§ **EXERCISES**
A - In the article on Singapore's air quality, rewrite the part that opens with the words containing "He also disclosed" and closes with "and car importers.", substituting "three times a day" for "thrice a day".
B - Resume the article on Singapore's cleaner-air targets from where it stops.

Angelfishes of Singapore
from Compressed air junkie

Read more!

Singapore to achieve cleaner air by 2020

Stringent steps to lower pollution; release of air quality info thrice a day
Grace Chua Straits Times 24 Aug 12

SINGAPORE is aiming for cleaner air and has set 2020 as the deadline to make this happen.

To work towards this, it has adopted World Health Organisation guidelines on air quality as a target.

Until now, Singapore had used these guidelines only as benchmarks.

To achieve cleaner air, more stringent anti-pollution measures for vehicles, refineries and power generation companies will have to be introduced.

In the next two years, for example, the sulphur content of fuels will be pared down.

And from April 1, 2014, new petrol vehicles here must meet cleaner Euro IV vehicle tailpipe emission standards, up from the current Euro II standard that has been in place since 2001.

The announcement came from Environment and Water Resources Minister Vivian Balakrishnan yesterday.

He was speaking at the Singapore Environmental Achievement Awards ceremony at the Grand Copthorne Waterfront Hotel.

He also said that instead of just aiming for annual targets for cleaner air, 24-hour targets will have to be met when it comes to some pollutants.

He also disclosed that, from today, information on air quality here will be pumped out thrice a day instead of just once, as it can fluctuate over the course of the day.

The National Environment Agency (NEA) will put this out on its website ( at 8am, noon and 4pm.

NEA will also report the level of PM2.5 - that is, the level of fine particles in the air - thrice a day. Up until now, only annual levels of this have been published.

PM2.5 encompasses airborne matter, such as soot particles, which are a fraction of the diameter of a human hair. These pollutants can get lodged deep in one's lungs and bloodstream, posing health risks.

Asked why it has taken so long to move to more stringent emission and fuel standards, Dr Balakrishnan said such steps take time to coordinate with refineries and car importers.

He added, however, that Singapore could adopt the even stricter Euro V emission standards for petrol vehicles "in the not so long term".

On whether achieving cleaner air would mean pricier cars, he said that the variation in certificate of entitlement (COE) prices "far exceeds any difference in prices due to improved technology in our vehicles".

He added: "Fumes from motor vehicles and industries affect every single Singaporean. I think this is a price worth paying."

Environmental activists and think-tanks like the Singapore Institute of International Affairs (SIIA) have long pressed for more air quality data and higher air quality standards.

§ **DATA EXTRACT**
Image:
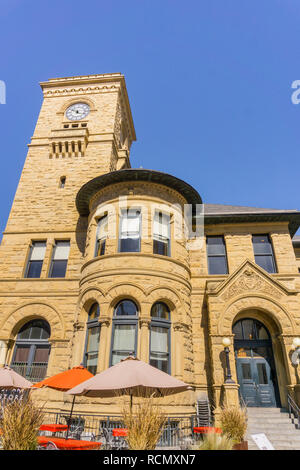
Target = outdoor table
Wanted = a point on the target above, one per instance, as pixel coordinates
(54, 427)
(68, 444)
(206, 429)
(120, 432)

§ **ANSWERS FOR THE EXERCISE**
A -
He also disclosed that, from today, information on air quality here will be pumped out three times a day instead of just once, as it can fluctuate over the course of the day.

The National Environment Agency (NEA) will put this out on its website ( at 8am, noon and 4pm.

NEA will also report the level of PM2.5 - that is, the level of fine particles in the air - three times a day. Up until now, only annual levels of this have been published.

PM2.5 encompasses airborne matter, such as soot particles, which are a fraction of the diameter of a human hair. These pollutants can get lodged deep in one's lungs and bloodstream, posing health risks.

Asked why it has taken so long to move to more stringent emission and fuel standards, Dr Balakrishnan said such steps take time to coordinate with refineries and car importers.

B -
SIIA director Nicholas Fang welcomed the new information on PM2.5 as it would raise awareness of air pollution. But he said the "trickier part of the equation" was altering people's behaviour, such as leaving car engines idling.

Teacher Tang Beng Yong, 40, who has a keen interest in environmental issues, said the reporting of PM2.5 was "a step in the right direction" and suggested that a night reading also be published.

Dr Erik Velasco, who studies air pollution at the Singapore-MIT Alliance for Research and Technology, said the move to limit the sulphur content of fuels comes late for a country like Singapore, which has a strong refinery industry.

"Low-sulphur fuels should not be a problem for a country with a strong refinery industry," he said.

He also suggested publishing the levels of other pollutants that make up the Pollutant Standards Index (PSI), the location of air quality sensors, and how this reported data is calculated.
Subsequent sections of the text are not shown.